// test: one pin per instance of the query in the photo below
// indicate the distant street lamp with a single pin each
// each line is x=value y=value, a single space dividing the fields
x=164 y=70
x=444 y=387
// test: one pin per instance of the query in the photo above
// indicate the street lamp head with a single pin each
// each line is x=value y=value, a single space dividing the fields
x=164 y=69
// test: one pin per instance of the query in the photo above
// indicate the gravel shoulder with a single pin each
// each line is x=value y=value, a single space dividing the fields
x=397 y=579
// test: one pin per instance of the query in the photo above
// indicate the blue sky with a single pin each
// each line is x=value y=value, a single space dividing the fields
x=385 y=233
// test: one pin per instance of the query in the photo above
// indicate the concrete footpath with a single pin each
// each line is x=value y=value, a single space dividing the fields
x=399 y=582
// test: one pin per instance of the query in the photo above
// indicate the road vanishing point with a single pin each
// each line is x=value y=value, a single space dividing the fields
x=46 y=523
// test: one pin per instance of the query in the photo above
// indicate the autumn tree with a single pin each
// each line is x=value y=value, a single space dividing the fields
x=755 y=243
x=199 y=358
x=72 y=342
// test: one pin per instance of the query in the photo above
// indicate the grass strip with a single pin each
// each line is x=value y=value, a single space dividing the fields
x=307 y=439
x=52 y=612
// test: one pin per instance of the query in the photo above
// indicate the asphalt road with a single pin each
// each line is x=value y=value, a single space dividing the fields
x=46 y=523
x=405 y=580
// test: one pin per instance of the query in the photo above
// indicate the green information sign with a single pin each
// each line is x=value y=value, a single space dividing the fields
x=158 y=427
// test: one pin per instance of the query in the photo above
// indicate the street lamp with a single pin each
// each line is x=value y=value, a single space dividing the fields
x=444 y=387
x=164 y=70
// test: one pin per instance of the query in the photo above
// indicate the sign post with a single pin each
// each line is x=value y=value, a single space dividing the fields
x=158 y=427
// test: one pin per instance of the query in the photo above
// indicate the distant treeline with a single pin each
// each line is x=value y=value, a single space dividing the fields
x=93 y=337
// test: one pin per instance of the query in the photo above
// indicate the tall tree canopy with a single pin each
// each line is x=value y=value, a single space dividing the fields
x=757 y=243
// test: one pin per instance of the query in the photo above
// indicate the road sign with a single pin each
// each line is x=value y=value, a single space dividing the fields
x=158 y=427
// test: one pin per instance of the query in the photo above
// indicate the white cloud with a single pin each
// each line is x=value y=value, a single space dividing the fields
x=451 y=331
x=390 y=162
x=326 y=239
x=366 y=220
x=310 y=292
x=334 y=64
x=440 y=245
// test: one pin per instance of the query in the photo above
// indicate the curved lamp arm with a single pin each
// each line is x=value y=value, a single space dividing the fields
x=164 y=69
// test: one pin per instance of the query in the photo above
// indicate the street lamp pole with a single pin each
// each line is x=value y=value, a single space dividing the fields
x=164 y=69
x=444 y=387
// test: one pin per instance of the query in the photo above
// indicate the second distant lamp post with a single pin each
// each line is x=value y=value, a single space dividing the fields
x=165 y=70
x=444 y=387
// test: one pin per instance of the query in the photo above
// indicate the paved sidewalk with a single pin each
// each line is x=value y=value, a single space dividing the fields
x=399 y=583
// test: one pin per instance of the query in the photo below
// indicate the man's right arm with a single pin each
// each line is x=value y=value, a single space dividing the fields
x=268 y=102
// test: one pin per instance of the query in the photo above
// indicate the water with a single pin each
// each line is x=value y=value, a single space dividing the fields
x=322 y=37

################

Return the material exactly as it stands.

// test: one pin per instance of the query in the photo below
// indicate the distant street lamp with a single pin each
// each line is x=value y=value, a single space dividing the fields
x=164 y=70
x=444 y=387
// test: one pin per instance of the query in the photo above
// indicate the street lamp head with a single pin each
// each line is x=value y=value, a single space dividing the fields
x=164 y=69
// test: one pin per instance of the query in the photo above
// indicate the gravel shoulder with a single pin each
// each line is x=value y=value, a single space dividing the fields
x=397 y=579
// test: one pin per instance of the query in the photo above
// indicate the blue sky with a single pin each
// each line is x=value y=value, a single space dividing the fields
x=385 y=233
// test: one pin per instance of the query in the photo above
// indicate the concrete footpath with a single pin each
// each line is x=value y=value, a single space dividing the fields
x=399 y=582
// test: one pin per instance of the query in the photo above
// indicate the road vanishing point with a single pin each
// each line is x=value y=value, a single space dividing the fields
x=46 y=523
// test: one pin per instance of the query in the photo above
// indicate the autumn tree with a single pin each
// each line is x=value y=value, a single space dividing the fields
x=755 y=243
x=199 y=358
x=72 y=342
// test: one pin per instance of the query in the photo above
// indicate the grass strip with a single pin each
// each line is x=value y=value, a single space dividing the fields
x=307 y=439
x=52 y=612
// test: one pin per instance of the query in the photo above
// indicate the asphalt road with a single pin each
// each line is x=value y=value, a single space dividing the fields
x=46 y=523
x=405 y=580
// test: one pin per instance of the query in the photo above
// indicate the green information sign with a single pin each
// each line is x=value y=value, a single space dividing the fields
x=158 y=427
// test: one pin per instance of the query in the photo above
// indicate the street lamp with a single pin each
// each line is x=value y=value, a single space dividing the fields
x=444 y=387
x=164 y=70
// test: one pin per instance of the query in the photo above
// indicate the sign post with a single pin each
// each line is x=value y=value, a single space dividing the fields
x=158 y=427
// test: one pin per instance of the query in the photo above
// indicate the distant treeline with a single pin each
// each line is x=value y=value, a single space dividing the fields
x=93 y=337
// test: one pin per instance of the query in the photo above
// indicate the tall tree canopy with a single pin each
// each line is x=value y=value, a single space dividing the fields
x=757 y=243
// test: one pin per instance of the query in the photo above
// indicate the road sign with a single pin each
// each line is x=value y=value, a single space dividing the fields
x=158 y=427
// test: one pin per instance of the query in the photo above
// indicate the white cloud with a single pin each
// each line is x=value y=value, a single space dividing the fields
x=451 y=331
x=390 y=162
x=326 y=239
x=366 y=220
x=310 y=292
x=334 y=64
x=440 y=245
// test: one pin per instance of the query in the photo above
// indicate the curved lamp arm with a single pin each
// each line is x=value y=value, a single space dividing the fields
x=164 y=69
// test: one pin per instance of the query in the photo above
// indicate the street lamp pole with a single pin each
// each line is x=value y=value, a single space dividing the fields
x=164 y=69
x=444 y=387
// test: one pin per instance of the query in the photo above
// indicate the second distant lamp post with a single pin each
// each line is x=value y=value, a single space dividing the fields
x=165 y=70
x=444 y=387
// test: one pin per instance of the query in the photo above
// indicate the paved sidewalk with a single pin each
// each line is x=value y=value, a single space dividing the fields
x=399 y=583
// test: one pin per instance of the query in the photo below
// indicate the man's right arm with a single pin each
// each line is x=value y=value, a single space dividing the fields
x=268 y=102
// test: one pin per instance of the query in the photo above
// indicate the water with a single pin each
// each line is x=value y=value, a single space dividing the fields
x=322 y=37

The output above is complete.